The request → Output only the span of lines that begins at the line containing "the white foreground" and ends at the last line of the data, both included, exactly as they appear.

Point labeling examples →
╭──

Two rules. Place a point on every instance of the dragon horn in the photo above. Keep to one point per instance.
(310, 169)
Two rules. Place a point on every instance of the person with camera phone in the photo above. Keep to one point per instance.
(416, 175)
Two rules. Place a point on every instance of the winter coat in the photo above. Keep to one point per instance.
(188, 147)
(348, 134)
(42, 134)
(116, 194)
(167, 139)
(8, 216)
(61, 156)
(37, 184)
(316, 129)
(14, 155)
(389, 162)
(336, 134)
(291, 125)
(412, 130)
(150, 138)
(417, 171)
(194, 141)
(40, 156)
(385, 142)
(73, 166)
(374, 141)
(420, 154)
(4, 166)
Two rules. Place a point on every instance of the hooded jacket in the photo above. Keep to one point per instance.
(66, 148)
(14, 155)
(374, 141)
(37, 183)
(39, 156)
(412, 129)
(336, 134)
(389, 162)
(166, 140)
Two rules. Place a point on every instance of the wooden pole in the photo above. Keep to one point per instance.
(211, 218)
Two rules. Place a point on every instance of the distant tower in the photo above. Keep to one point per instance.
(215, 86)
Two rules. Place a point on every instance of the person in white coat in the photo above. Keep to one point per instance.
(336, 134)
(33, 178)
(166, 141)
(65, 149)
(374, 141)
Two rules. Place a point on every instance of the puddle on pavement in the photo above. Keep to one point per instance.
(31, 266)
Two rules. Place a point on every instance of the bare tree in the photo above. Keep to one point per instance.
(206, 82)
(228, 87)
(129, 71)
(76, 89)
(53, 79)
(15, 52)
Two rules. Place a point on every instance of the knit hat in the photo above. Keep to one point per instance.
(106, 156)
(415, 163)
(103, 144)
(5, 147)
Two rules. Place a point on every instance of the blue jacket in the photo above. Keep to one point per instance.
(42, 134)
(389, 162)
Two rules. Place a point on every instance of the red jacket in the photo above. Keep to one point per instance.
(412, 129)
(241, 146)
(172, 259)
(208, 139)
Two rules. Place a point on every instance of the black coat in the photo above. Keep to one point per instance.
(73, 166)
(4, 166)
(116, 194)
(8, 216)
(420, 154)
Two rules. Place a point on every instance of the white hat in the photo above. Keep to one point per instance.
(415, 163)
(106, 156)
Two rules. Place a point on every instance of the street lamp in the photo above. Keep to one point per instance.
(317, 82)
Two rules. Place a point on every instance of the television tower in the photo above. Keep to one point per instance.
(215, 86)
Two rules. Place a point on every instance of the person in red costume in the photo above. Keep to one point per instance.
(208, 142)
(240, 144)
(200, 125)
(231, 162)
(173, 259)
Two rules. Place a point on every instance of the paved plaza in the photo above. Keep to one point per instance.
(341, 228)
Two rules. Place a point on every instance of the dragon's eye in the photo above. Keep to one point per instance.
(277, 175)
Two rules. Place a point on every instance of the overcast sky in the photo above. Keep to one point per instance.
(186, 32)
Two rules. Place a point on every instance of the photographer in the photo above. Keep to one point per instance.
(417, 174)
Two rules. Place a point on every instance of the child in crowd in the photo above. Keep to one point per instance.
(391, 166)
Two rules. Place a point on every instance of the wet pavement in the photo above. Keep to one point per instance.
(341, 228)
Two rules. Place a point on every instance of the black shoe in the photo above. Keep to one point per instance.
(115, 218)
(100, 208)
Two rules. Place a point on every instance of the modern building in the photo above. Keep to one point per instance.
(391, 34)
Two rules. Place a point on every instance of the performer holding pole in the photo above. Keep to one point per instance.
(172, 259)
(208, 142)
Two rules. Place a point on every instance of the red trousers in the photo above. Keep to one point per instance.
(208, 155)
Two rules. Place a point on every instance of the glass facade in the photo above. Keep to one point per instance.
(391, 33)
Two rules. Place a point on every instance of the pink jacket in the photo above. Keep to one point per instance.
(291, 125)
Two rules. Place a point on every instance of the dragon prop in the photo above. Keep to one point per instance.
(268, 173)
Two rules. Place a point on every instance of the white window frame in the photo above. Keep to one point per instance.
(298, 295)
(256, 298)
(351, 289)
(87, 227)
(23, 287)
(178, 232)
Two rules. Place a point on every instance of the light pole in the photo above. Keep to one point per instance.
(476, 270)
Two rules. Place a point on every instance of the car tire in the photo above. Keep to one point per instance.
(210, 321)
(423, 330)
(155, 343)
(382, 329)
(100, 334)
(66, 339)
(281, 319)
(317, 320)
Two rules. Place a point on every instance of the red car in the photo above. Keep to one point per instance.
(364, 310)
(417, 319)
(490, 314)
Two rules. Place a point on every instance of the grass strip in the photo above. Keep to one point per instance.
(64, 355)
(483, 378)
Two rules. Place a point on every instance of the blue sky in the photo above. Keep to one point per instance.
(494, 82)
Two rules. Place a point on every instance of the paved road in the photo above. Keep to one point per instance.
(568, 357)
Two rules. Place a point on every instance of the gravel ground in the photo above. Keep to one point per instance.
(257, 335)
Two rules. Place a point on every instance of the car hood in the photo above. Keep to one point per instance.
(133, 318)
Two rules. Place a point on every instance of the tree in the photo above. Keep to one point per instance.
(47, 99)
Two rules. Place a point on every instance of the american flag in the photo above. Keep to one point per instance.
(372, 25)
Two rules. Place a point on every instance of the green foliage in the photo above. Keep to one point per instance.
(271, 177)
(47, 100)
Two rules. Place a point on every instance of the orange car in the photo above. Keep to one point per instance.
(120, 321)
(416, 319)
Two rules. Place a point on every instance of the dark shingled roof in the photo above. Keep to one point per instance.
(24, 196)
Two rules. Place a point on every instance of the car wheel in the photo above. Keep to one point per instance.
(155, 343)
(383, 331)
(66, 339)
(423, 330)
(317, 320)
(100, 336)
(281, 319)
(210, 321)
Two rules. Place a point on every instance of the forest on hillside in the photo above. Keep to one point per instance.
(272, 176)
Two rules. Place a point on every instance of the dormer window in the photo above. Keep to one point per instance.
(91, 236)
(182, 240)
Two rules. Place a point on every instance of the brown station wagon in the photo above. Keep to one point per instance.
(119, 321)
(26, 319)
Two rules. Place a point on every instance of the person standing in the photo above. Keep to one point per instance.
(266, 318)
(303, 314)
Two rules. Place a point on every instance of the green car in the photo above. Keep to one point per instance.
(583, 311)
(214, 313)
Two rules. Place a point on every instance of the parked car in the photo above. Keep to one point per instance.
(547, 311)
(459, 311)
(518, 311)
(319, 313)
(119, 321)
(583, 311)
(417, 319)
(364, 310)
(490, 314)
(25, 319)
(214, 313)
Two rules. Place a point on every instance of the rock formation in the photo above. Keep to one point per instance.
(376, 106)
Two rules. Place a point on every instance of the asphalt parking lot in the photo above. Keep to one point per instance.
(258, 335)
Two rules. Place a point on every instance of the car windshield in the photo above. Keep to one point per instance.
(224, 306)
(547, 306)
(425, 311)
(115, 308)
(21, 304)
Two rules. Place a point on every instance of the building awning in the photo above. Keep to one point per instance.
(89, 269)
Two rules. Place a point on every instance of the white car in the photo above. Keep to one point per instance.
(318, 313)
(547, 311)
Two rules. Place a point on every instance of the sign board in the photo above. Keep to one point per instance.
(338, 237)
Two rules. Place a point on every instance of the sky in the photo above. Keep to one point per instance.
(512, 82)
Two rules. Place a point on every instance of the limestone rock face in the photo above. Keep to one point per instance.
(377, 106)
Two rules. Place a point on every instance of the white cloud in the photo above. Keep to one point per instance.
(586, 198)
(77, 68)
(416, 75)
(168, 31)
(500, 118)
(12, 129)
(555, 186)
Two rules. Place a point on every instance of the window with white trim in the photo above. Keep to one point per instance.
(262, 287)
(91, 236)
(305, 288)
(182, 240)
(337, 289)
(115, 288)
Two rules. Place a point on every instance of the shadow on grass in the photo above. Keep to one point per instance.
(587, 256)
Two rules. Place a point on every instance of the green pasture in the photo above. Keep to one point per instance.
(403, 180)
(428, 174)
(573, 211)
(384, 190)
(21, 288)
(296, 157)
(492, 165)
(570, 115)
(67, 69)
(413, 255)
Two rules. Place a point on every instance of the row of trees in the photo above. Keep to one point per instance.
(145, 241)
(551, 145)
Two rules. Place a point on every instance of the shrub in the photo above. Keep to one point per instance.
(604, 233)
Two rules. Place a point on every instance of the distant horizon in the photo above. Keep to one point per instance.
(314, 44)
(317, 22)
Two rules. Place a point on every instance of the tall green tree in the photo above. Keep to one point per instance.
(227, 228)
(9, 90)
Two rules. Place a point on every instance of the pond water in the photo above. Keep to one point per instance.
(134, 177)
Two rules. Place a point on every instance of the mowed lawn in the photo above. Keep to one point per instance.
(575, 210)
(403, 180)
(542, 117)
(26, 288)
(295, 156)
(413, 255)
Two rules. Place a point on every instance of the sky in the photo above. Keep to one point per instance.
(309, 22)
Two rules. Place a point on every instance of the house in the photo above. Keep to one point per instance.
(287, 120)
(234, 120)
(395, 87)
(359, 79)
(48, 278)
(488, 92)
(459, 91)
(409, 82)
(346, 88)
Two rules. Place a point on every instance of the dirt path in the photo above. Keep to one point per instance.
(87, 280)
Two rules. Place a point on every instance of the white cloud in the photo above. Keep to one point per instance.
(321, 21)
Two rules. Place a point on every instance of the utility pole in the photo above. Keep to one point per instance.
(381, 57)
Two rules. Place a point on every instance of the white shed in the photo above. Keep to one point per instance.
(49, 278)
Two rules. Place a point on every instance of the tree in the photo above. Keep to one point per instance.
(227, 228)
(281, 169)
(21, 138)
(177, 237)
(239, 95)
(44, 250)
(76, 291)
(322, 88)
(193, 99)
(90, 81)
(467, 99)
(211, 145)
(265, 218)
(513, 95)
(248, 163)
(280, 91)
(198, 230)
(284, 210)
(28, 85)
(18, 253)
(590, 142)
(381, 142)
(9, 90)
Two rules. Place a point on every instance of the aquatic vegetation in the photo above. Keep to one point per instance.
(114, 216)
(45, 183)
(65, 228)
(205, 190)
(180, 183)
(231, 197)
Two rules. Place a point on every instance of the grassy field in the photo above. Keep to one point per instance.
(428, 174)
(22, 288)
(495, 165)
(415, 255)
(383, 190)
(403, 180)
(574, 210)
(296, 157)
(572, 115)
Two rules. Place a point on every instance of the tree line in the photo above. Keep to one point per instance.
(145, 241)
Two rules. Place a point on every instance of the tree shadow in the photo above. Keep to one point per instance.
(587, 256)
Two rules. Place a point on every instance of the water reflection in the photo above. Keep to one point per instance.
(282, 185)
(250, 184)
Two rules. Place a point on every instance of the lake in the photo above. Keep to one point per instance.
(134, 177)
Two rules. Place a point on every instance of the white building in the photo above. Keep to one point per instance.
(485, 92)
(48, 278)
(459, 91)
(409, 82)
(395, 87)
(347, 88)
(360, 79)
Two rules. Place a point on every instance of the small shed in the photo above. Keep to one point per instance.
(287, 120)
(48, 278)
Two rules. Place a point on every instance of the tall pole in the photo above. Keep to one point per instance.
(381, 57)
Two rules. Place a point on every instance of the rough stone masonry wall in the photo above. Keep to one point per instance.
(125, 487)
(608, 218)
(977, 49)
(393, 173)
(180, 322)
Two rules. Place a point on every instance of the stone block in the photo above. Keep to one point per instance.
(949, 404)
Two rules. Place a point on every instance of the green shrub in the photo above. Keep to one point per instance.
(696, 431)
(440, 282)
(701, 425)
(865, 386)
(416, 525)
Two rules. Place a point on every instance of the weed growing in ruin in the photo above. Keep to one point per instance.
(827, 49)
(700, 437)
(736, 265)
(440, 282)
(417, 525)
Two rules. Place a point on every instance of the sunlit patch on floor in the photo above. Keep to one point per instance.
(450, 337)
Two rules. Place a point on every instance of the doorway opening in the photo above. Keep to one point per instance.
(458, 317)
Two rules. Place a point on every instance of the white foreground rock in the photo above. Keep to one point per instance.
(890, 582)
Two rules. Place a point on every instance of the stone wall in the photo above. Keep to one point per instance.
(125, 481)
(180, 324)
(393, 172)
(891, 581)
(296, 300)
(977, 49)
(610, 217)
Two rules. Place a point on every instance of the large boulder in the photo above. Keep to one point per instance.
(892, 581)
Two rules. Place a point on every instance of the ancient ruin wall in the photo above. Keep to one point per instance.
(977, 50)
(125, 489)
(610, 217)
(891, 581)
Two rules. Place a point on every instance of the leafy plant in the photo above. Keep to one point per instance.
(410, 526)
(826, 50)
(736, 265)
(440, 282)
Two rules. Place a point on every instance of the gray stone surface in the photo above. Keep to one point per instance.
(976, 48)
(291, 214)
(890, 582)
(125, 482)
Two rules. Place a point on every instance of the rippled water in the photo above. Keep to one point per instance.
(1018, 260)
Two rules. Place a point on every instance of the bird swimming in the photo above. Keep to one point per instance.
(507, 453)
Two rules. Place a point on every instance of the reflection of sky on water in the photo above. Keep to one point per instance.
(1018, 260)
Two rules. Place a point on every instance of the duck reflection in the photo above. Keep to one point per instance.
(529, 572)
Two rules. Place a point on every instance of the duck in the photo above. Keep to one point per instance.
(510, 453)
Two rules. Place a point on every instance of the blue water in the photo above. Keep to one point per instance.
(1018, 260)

╰──

Reply →
Two rules. Place a point on every instance of the white foreground rock in the photo above. Keep to one point per instance.
(890, 582)
Two rules. Place a point on every instance of the stone wall in the photo above. Keep to one point per instance.
(125, 481)
(180, 324)
(393, 172)
(891, 581)
(296, 300)
(977, 49)
(610, 217)
Two rules. Place a point on every instance of the large boulder in the photo above. Keep to one point per instance.
(892, 581)
Two rules. Place a point on every instance of the ancient ruin wall in the photo above. Keep to one point per instance.
(977, 50)
(125, 489)
(610, 217)
(891, 581)
Two rules. Place a point on every instance of the leafy plant in the photo above. Keep to one point per instance.
(410, 526)
(826, 50)
(736, 265)
(440, 282)
Two rules. Place a point on every instance of the gray stone surface in the photo above. Keep to one point per instance.
(976, 48)
(291, 214)
(890, 582)
(125, 482)
Two rules. Place a point on every instance of the rippled water in the photo above. Keep to one point per instance.
(1018, 260)
Two rules. Place a point on every instance of the bird swimming in the photo above. Keep to one point per instance.
(507, 453)
Two rules. Place a point on every instance of the reflection of sky on water in the photo above. Keep to one point per instance.
(1018, 260)
Two rules. Place a point on every instance of the duck reflection in the photo above. Keep to one point per instance.
(529, 572)
Two rules. Place a point on every instance of the duck in the photo above. Keep to one point per instance.
(510, 453)
Two rules. Place a point on every instance of the blue water in the photo above. Keep to one point per instance.
(1018, 260)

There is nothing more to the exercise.